> [Description of the task] Decide whether each of these statements agrees with the passage on layoffs, answering yes or no and quoting the words of the passage that settle it: (a) The medical reprocessing company gave laid-off employees 1 to 2 weeks' severance. (b) The CEO met with small groups on the same day the supervisors met with their direct reports. (c) Managers may hint at hopes to rehire an employee even when rehiring is not company policy.

> [Passage]
There is no hard-and-fast rule for advance notice timing. A lot depends on the culture of the company, its current situation, and its prior experience. One example is a medical reprocessing company, which gave employees who were laid off 1 to 2 weeks’ severance and the chance to come back when needed. Each supervisor met with those who directly reported to him or her to communicate the changes. The CEO met with small groups to discuss the company status a week later. The HR director discussed how a reduction in staff was required because growth plans had not met expectations. She gave each employee a letter explaining the layoff, said the company would not contest unemployment filings, and included severance explanations and COBRA arrangements.

Table 9-2: Advance Notice for Layoff

Approach

Pro

Con

Immediate Notice Prior to Escort off the Premises

Avoids negative behavior and sabotage

“Surgical separation” of employees

Anger andshame

Employees are less likely to return in the future No sense of closure for an employee

Short -Term Notice —2 Weeks

Advance notice for graceful Exit

Employee has the ability to do some advance planning

Potential negative work environment and productivity

fall off

Uncomfortable environment for everyone

Potential disruptive behavior

Long-Term Notice

Employee has the ability to do advance planning

Magnifying the “cons”of short-term notice

In another case the layoff discussion became the final discussion, as in the case of Danny. The manager escorted the employee to his office to collect his personal items and then from the building with instructions not to return. This harsh treatment is sometimes required when there is concern about sabotage, revenge, or theft of confidential information. It certainly does not enhance a feeling of warmth and caring toward the company.

At the end of the day, a company must choose a method that fits with its culture and its approach to employee relationships. A company that has a close and personal relationship with employees should carefully consider the long-term implications of changing its “face” to employees in a layoff situation.

Rule 3: Be Careful What You Say in a One-on-One Discussion

The main reason companies script the layoff discussion or have professional staff present is to ensure that nothing is said that would haunt the company later. Managers should not make promises they can’t keep, such as hinting at hopes to rehire the employee if it is not the company’s policy. They should not answer questions off-the-cuff if they are unsure of the answers. Finally, managers should, at all costs, avoid confrontations with employees.

There is always the desire to cushion the blow of a layoff, somehow staving off the finality of the event. However, once the company has made its decisions, it is not appropriate in any way to misdirect the employee regarding the harsh reality of the situation. It is best for everyone to accept the situation and move forward.

Rule 4: Abide by Legal and Regulatory Guidelines

There are definite ways to avoid legal and regulatory pitfalls. Before conducting layoffs compile a list of who is to be laid off, secure personal evaluations and other relevant data regarding those on the list, determine final severance packages far in advance, know federal and state regulations and abide by them, and be sure that the criteria used to prepare for the layoffs are uniform throughout the company.

The goal is to have a plan that benefits rather than hurts a company. In turn the company should be fair, open, and honest toward employees to keep its reputation intact and to avoid spending dollars on costly legal battles. A company may need to undertake more work upfront, but the intangible cost savings and the goodwill generated will be enormously worthwhile. There are several potential minefields to bear in mind.

> [Information given]
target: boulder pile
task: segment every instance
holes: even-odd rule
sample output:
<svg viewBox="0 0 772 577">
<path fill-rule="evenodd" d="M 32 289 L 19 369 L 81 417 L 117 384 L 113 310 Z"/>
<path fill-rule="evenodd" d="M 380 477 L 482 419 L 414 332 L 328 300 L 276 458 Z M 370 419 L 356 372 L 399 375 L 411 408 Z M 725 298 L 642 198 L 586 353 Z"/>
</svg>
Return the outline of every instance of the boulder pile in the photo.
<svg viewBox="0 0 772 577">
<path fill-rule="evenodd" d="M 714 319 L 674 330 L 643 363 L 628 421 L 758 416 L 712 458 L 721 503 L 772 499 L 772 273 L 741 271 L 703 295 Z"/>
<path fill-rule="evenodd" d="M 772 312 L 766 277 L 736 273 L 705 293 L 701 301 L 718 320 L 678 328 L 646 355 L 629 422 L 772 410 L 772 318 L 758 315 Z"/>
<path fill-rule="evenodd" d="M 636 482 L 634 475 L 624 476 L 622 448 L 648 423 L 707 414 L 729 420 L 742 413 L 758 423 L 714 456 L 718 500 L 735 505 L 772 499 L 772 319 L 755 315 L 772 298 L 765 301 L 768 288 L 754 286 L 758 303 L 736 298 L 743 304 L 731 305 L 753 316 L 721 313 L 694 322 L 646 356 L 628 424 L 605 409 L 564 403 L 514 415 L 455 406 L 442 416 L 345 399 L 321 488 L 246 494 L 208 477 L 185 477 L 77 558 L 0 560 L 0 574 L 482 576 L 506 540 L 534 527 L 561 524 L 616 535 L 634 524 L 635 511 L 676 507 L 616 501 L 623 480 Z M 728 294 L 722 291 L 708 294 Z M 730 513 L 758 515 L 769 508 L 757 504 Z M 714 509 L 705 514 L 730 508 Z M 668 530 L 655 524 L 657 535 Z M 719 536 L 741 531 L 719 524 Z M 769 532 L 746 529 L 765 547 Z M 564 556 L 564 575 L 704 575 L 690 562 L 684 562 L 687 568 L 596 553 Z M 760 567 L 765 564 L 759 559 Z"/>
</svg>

> [Output for this exercise]
(a) Yes: "gave employees who were laid off 1 to 2 weeks’ severance"
(b) No: "The CEO met with small groups to discuss the company status a week later."
(c) No: "Managers should not make promises they can’t keep, such as hinting at hopes to rehire the employee if it is not the company’s policy."